- [TEXT SHOWN]:
BEGIN
Site icon Youth Ki Awaaz

“Let’s Face It, As A Religion Hinduism Is Hardly An Environmentally-Friendly One”

By Sangeetha Bhaskaran:

When my daughter was 45 days old, we conducted her naming ceremony. After the naming ritual was complete, our priest began to perform the Satyanarayan puja.

We are a fairly pious lot of Vaishnavites and seek any opportunity to please Lord Vishnu. Plates filled with fruits, flowers and crispy, sweet-coconut modaks were arranged next to nine little vessels of pulses, representing the Navgraha or nine planets.

A little brick platform was set up for the yajna, and the puja began with prayers to Lord Ganesha, the God of beginnings. The generous dollops of ghee spooned into the fire gave birth to a swirl of flames.

Satisfied with its ferocity, the chanting priest handed the plate of modaks to me, motioning to drop them in, one at a time. I stared at him for a few seconds in a dazed shock. Is he for real?

I felt a hard jab from behind me; it was my mother. Reluctantly I picked them up one at a time and tossed them, watching them slowly shrivel and dissolve into ashes.

“Why couldn’t we have given the modaks to some poor people instead?,” I asked my parents later. Instead of answers, all I got were ominous stares. How dare I do that- question a ritual? Question the process of appeasing our Gods through sacrifice? Who am I to challenge centuries of wisdom incorporated into our practices?

Despite all the evolution and progress we have supposedly made as a human race, we can’t seem to accept criticism on the subject of ‘religion’. Hinduism, or for that matter any religion, is, after all, an amalgamation of faith and man-made displays of devotion. We avoid the need to assess the impact and benefits of processes followed for fear of antagonising sentiments.

Before you decide to label me as an atheist, let me vehemently insist that I do believe in God. I find it therapeutic to sit down and pray to a greater being who might me be above or around me, who feeds me with hope and courage when I feel desperately lost. All I seek to question is the manner in which my religion chooses to embrace this God.
END
- [THE DATA]:
BEGIN
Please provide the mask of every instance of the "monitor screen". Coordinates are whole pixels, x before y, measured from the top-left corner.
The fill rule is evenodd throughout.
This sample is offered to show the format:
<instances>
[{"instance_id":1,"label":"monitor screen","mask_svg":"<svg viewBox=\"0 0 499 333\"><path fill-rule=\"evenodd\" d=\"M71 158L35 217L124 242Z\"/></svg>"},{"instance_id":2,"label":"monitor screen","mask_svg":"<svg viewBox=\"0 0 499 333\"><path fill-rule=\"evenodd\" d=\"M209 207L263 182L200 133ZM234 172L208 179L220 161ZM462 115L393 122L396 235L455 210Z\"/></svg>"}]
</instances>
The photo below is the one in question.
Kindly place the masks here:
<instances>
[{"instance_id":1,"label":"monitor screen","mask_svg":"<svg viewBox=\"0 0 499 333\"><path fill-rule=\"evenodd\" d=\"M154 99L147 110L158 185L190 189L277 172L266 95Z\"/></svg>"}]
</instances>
END
BEGIN
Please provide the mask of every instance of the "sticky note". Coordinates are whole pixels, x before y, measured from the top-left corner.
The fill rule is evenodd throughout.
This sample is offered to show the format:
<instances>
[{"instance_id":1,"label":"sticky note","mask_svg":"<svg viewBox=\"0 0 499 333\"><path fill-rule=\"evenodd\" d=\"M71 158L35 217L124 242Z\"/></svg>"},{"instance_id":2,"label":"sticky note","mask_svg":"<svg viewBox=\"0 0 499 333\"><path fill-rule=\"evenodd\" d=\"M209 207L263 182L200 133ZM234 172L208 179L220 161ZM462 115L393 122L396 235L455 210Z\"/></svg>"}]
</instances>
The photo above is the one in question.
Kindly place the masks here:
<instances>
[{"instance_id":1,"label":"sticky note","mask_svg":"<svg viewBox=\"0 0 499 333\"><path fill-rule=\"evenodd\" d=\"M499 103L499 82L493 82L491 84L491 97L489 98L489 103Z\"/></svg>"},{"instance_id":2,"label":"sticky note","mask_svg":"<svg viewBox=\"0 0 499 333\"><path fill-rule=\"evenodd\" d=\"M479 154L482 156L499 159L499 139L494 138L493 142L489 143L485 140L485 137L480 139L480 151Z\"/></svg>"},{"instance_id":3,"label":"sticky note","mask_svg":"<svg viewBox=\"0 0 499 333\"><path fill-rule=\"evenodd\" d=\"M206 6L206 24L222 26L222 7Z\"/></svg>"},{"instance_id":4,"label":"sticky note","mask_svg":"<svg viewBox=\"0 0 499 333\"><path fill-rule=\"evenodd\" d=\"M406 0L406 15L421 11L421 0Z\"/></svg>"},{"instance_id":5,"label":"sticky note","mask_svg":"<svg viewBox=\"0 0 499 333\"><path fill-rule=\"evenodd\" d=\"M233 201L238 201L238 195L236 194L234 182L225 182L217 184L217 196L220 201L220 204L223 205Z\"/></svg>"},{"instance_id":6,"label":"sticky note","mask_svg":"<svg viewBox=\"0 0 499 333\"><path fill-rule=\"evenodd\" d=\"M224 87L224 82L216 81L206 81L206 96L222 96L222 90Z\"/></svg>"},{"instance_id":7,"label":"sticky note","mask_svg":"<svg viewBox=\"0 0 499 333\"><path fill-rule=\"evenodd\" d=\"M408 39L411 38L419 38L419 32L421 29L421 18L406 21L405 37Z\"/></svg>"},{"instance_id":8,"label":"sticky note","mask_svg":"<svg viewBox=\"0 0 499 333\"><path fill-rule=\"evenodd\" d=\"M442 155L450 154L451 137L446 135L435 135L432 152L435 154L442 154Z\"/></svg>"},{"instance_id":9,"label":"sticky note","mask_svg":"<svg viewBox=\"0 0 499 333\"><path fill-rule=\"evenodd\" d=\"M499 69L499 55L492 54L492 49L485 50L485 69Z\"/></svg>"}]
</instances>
END
BEGIN
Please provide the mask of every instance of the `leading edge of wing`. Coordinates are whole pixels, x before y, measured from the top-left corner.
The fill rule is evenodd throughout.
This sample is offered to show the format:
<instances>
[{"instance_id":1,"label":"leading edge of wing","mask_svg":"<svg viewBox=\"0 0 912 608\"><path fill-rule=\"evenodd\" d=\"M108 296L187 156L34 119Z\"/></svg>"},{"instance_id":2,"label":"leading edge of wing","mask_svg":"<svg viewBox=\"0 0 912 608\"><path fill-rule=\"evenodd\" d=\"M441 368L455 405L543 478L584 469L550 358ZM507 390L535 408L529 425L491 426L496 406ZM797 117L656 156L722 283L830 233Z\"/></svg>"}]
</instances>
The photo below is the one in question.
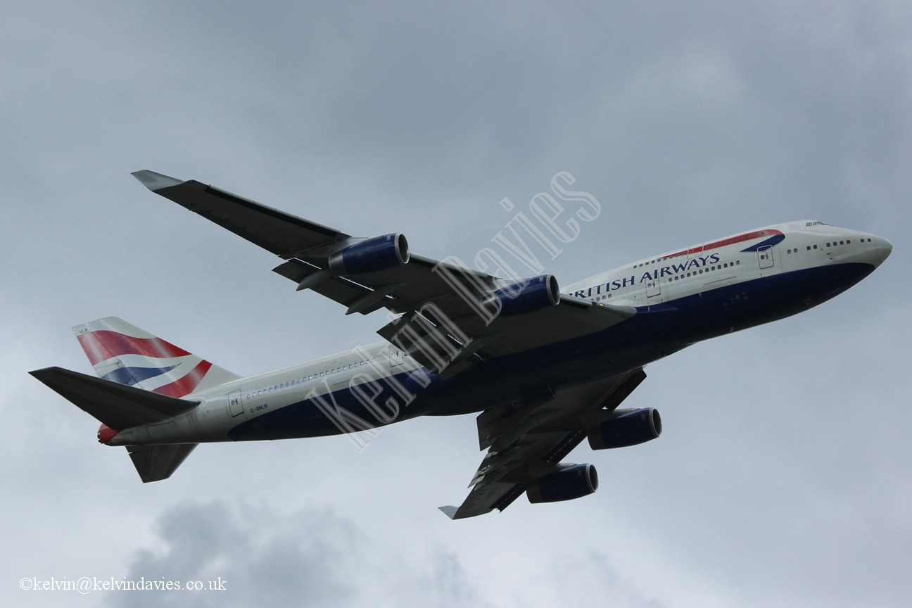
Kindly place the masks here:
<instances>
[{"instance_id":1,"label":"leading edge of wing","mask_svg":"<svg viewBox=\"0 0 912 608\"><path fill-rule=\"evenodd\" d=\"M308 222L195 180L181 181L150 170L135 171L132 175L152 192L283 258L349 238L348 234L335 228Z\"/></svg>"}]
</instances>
END
- [WHAT IS EXPECTED]: Copy out, word for word, the full essay at the top about Hinduism not being environmentally friendly.

- [WORKED SOLUTION]:
Site icon Youth Ki Awaaz

“Let’s Face It, As A Religion Hinduism Is Hardly An Environmentally-Friendly One”

By Sangeetha Bhaskaran:

When my daughter was 45 days old, we conducted her naming ceremony. After the naming ritual was complete, our priest began to perform the Satyanarayan puja.

We are a fairly pious lot of Vaishnavites and seek any opportunity to please Lord Vishnu. Plates filled with fruits, flowers and crispy, sweet-coconut modaks were arranged next to nine little vessels of pulses, representing the Navgraha or nine planets.

A little brick platform was set up for the yajna, and the puja began with prayers to Lord Ganesha, the God of beginnings. The generous dollops of ghee spooned into the fire gave birth to a swirl of flames.

Satisfied with its ferocity, the chanting priest handed the plate of modaks to me, motioning to drop them in, one at a time. I stared at him for a few seconds in a dazed shock. Is he for real?

I felt a hard jab from behind me; it was my mother. Reluctantly I picked them up one at a time and tossed them, watching them slowly shrivel and dissolve into ashes.

“Why couldn’t we have given the modaks to some poor people instead?,” I asked my parents later. Instead of answers, all I got were ominous stares. How dare I do that- question a ritual? Question the process of appeasing our Gods through sacrifice? Who am I to challenge centuries of wisdom incorporated into our practices?

Despite all the evolution and progress we have supposedly made as a human race, we can’t seem to accept criticism on the subject of ‘religion’. Hinduism, or for that matter any religion, is, after all, an amalgamation of faith and man-made displays of devotion. We avoid the need to assess the impact and benefits of processes followed for fear of antagonising sentiments.

Before you decide to label me as an atheist, let me vehemently insist that I do believe in God. I find it therapeutic to sit down and pray to a greater being who might me be above or around me, who feeds me with hope and courage when I feel desperately lost. All I seek to question is the manner in which my religion chooses to embrace this God.